Exercise requirements
Both the line below containing "tail and provide bounding boxes." and the line containing "runway and provide bounding boxes.", along with every line between them, should be repeated exactly; no other line belongs in the answer.

Data supplied
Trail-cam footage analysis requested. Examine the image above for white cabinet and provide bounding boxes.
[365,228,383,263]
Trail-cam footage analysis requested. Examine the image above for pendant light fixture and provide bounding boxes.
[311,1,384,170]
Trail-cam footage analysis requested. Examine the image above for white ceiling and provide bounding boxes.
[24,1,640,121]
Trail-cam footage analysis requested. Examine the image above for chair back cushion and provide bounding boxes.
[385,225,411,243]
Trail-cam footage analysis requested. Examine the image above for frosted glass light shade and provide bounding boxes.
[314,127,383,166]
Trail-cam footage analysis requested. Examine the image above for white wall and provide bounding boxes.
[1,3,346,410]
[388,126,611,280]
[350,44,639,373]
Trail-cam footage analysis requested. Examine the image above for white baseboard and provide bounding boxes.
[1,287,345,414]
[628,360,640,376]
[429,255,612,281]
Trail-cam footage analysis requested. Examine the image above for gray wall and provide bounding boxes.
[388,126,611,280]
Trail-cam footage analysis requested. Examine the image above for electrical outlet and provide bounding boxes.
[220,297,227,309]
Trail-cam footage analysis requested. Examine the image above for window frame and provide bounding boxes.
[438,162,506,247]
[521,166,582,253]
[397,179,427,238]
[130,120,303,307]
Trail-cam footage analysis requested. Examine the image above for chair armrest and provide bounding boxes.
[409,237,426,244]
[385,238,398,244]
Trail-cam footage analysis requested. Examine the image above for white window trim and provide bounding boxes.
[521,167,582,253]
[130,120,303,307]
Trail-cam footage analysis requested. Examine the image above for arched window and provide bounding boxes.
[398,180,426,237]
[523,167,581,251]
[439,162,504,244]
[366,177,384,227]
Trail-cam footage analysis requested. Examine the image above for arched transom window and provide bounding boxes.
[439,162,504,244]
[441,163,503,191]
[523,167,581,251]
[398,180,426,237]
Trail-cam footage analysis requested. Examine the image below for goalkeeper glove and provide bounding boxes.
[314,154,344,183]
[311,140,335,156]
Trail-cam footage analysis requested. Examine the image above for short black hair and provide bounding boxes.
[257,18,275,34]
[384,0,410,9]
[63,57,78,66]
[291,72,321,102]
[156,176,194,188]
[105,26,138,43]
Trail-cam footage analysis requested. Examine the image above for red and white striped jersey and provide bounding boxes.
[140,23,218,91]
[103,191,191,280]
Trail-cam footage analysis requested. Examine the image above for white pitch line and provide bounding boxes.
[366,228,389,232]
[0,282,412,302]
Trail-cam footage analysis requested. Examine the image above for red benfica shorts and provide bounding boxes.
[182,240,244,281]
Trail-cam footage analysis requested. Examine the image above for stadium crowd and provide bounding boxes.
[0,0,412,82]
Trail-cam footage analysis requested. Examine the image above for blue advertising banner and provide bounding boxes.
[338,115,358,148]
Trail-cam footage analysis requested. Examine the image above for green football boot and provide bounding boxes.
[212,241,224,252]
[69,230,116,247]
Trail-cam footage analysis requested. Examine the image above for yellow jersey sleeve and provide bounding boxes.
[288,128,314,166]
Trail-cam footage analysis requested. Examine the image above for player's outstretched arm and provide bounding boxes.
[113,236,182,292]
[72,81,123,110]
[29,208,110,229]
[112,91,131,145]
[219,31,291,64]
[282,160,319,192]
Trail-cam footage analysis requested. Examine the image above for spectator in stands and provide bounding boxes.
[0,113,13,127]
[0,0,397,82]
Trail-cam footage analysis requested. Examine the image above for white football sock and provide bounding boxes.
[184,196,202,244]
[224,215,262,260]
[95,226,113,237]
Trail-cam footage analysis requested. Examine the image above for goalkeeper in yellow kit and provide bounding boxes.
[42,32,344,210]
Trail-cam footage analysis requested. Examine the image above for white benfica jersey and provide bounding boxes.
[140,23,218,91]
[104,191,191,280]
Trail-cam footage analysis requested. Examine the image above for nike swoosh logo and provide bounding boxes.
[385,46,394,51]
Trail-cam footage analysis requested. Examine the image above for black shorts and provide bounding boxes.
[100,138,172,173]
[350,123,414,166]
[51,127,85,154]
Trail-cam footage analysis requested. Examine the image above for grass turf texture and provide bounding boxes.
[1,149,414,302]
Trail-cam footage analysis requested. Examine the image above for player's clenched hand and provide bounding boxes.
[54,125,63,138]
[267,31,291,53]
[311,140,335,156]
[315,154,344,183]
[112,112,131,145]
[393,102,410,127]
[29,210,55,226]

--

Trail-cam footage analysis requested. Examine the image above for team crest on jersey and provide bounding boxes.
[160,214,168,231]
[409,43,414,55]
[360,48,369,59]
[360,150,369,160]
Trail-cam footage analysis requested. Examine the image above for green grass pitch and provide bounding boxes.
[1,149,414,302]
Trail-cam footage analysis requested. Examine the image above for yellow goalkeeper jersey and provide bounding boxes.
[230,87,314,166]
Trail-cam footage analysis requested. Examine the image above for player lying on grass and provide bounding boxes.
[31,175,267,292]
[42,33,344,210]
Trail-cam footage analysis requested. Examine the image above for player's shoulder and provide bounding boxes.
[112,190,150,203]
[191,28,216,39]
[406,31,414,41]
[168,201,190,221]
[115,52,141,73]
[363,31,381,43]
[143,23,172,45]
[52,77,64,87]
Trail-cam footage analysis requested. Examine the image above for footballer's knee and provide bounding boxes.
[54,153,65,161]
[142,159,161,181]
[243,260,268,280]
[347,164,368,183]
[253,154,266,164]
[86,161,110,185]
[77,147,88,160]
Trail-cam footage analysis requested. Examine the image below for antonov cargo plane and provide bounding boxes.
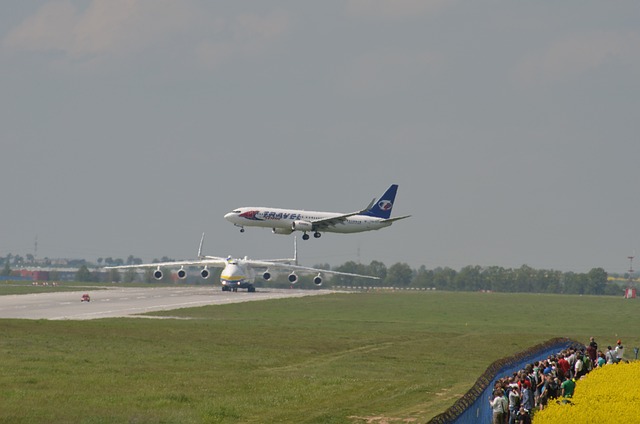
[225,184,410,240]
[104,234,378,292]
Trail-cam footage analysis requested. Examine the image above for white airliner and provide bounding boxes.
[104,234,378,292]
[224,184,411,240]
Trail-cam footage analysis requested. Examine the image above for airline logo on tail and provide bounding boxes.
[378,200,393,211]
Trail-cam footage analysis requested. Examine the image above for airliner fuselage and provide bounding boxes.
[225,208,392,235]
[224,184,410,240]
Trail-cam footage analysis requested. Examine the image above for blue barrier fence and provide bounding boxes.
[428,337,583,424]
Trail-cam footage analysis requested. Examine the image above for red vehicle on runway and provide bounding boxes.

Final answer
Trail-cam footage analysis requested. Examine the image above for airline logo on tail and provide bounding boxes.
[378,200,393,211]
Trail-cam footage analysis requested. Examine the image above for airliner fuselage and provide bounding boxes.
[225,208,392,235]
[224,184,410,240]
Trail-cam footage analysis requested. Examine the image above for blue barrier fence and provide bounding boxes.
[428,337,583,424]
Trail-cam footage analysis requested. Examine the image above for red vehicle on runway and provide bounding boxes.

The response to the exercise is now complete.